TASKS =>
1: Reproduce the passage of the waterfowl habitat and hunting blind text starting at "More information on" and ending at "blind in California?".
2: Extend the waterfowl habitat and hunting blind text, picking up right after its final sentence.

PAGE EXTRACT =>
Start

It was the voter-approved Proposition 68 in 2018 that continued funding for the California Waterfowl Habitat (Presley) Program, and it continues to be extremely popular with landowners. Over 70 properties are currently enrolled in the program throughout the state, and well over 100 more are on the waiting list to apply for the program the next time the Department has a solicitation. Since 1987 the Presley Program has boosted habitat in the Central and Sacramento valleys by more than 50 thousand acres.

More information on the California Waterfowl Habitat Program is available at Private Lands Incentive Programs.


Hunting Blinds

Q: Is it legal to set up and hunt mule deer from a hunting blind in California?

A: Yes, it is lawful to hunt deer from a blind. Setting up a hunting blind for deer hunting is a common strategy, whether a ground blind or a tree-stand. A hunting blind is a tent-like construction that camouflages the hunter and allows the animal to come into view and, eventually, within range for a clear shot. Hunting blinds take many forms, and some are permanent while others are portable. Some are on the ground, while more expensive blinds are elevated with legs, and require a ladder to enter. Hunters are encouraged to be considerate of their surroundings and remove any blind that’s been built or brought to the area when their hunt is completed. The full set of regulations for deer and all mammal hunting can be found at mammal hunting.

End

DATA SHOWN =>
Start

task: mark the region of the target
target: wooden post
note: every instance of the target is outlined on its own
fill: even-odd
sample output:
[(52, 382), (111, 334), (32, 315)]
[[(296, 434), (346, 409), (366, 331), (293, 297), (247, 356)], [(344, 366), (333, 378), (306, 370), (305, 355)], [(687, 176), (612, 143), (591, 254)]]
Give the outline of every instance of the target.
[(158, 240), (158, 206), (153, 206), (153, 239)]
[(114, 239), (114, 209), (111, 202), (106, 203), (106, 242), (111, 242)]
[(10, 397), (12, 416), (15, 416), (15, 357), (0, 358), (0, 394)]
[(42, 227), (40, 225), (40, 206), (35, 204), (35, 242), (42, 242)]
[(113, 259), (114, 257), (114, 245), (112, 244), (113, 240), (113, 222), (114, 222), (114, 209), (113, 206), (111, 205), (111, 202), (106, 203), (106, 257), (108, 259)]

End

RESPONSES FOR EACH TASK =>
1:
More information on the California Waterfowl Habitat Program is available at Private Lands Incentive Programs.


Hunting Blinds

Q: Is it legal to set up and hunt mule deer from a hunting blind in California?

2:
Muzzleloader Hunting

Q: What’s the attraction of hunting with a muzzleloader?

A: Muzzleloaders are single shot firearms where each round is manually loaded through the barrel. There are no rounds or casings, and instead primers, powder, a slug and wadding are used. The main attraction for many hunters using muzzleloaders is the challenge of the hunt, the experience of using a less common firearm and the potential of having additional hunting opportunities through the various muzzleloader tags available. Because the effective range of muzzleloaders is considerably less than modern rifles, this form of hunting requires a hunter to stalk closer to their quarry.

CDFW offered nearly a dozen specific muzzleloader deer hunts in 2023. Because of the challenge of this hunting technique, it’s often easier to draw muzzleloader tags than a similar rifle tag. The schedule for 2024 hunts is available at California Big Game Digest.